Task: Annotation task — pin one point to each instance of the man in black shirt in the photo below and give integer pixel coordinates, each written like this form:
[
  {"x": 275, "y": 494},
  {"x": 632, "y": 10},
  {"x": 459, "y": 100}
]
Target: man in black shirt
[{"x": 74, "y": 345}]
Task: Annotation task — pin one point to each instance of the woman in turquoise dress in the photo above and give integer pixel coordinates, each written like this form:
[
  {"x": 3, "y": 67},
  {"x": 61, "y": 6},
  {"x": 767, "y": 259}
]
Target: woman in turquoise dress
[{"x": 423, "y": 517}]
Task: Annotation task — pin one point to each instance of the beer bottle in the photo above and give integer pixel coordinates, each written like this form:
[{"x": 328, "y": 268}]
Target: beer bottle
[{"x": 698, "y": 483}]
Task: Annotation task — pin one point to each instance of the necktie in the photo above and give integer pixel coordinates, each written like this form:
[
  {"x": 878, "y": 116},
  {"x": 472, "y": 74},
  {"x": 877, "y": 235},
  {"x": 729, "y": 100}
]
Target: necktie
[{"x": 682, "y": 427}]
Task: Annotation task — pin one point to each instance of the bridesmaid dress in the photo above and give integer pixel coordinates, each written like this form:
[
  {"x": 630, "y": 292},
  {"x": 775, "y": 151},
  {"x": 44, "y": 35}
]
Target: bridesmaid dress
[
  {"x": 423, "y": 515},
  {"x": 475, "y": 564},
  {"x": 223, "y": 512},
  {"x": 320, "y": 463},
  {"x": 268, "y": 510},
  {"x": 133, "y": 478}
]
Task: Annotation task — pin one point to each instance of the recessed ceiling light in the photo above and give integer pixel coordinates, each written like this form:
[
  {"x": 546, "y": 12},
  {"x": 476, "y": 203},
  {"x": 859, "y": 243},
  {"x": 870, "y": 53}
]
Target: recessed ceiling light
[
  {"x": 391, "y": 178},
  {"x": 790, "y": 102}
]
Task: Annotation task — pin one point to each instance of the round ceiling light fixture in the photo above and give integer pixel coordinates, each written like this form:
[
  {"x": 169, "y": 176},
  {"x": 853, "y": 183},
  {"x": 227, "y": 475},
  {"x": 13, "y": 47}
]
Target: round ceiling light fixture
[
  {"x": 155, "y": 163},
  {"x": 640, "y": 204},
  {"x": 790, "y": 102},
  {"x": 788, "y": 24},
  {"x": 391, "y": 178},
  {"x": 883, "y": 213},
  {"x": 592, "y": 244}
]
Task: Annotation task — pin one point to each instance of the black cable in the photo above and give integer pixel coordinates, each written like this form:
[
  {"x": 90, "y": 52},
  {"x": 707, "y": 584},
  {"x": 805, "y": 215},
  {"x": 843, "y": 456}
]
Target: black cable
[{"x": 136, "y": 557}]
=-=-=
Requirements. Please copy the lines above word for word, from the first to the last.

Task output.
Task: Annotation task — pin one point to each instance of the man in black shirt in the photo below and give integer pixel coordinates, each written like this form:
[
  {"x": 275, "y": 494},
  {"x": 632, "y": 10},
  {"x": 459, "y": 100}
]
Target: man in black shirt
[{"x": 74, "y": 345}]
Task: Annotation task — pin one point to each instance of the woman in turquoise dress in the photo above and give integer pixel coordinates, each written like this form:
[
  {"x": 3, "y": 67},
  {"x": 61, "y": 6},
  {"x": 767, "y": 259}
]
Target: woman in turquoise dress
[{"x": 423, "y": 517}]
Task: Annotation task — pin one point to each instance of the beer bottle in the photo above and give integer pixel coordinates, each written like this form:
[{"x": 328, "y": 268}]
Target: beer bottle
[{"x": 698, "y": 483}]
Task: Annotation task — pin one point to each instance of the necktie in the photo above and give integer pixel coordinates, each written like this form:
[
  {"x": 878, "y": 116},
  {"x": 472, "y": 74},
  {"x": 877, "y": 235},
  {"x": 729, "y": 100}
]
Target: necktie
[{"x": 682, "y": 427}]
Task: Annotation task — pin one point to each instance of the bridesmaid dress in the photo above and give integer pixel coordinates, each written like this form:
[
  {"x": 630, "y": 292},
  {"x": 775, "y": 151},
  {"x": 44, "y": 35}
]
Target: bridesmaid dress
[
  {"x": 423, "y": 515},
  {"x": 475, "y": 564},
  {"x": 223, "y": 512},
  {"x": 320, "y": 463},
  {"x": 268, "y": 510},
  {"x": 133, "y": 478}
]
Task: Annotation task — pin one point to each instance of the recessed ceiling light in the photo above and give integer pixel coordinates, each written like this form:
[
  {"x": 546, "y": 12},
  {"x": 476, "y": 203},
  {"x": 859, "y": 243},
  {"x": 870, "y": 53}
]
Target: recessed ceiling light
[
  {"x": 391, "y": 178},
  {"x": 790, "y": 102}
]
Task: Annotation task — pin one point to each instance of the round ceiling light fixture in the photo above and give integer pixel coordinates, each written like this form:
[
  {"x": 169, "y": 176},
  {"x": 853, "y": 183},
  {"x": 227, "y": 475},
  {"x": 13, "y": 47}
]
Target: round ceiling light fixture
[
  {"x": 155, "y": 163},
  {"x": 640, "y": 204},
  {"x": 790, "y": 102},
  {"x": 788, "y": 24},
  {"x": 391, "y": 178},
  {"x": 883, "y": 213},
  {"x": 592, "y": 244}
]
Task: Annotation task — pin one point to each instance of the black cable in the photo above and give integer pixel coordinates, each written like this form:
[
  {"x": 90, "y": 52},
  {"x": 707, "y": 584},
  {"x": 805, "y": 215},
  {"x": 843, "y": 456}
]
Target: black cable
[{"x": 136, "y": 557}]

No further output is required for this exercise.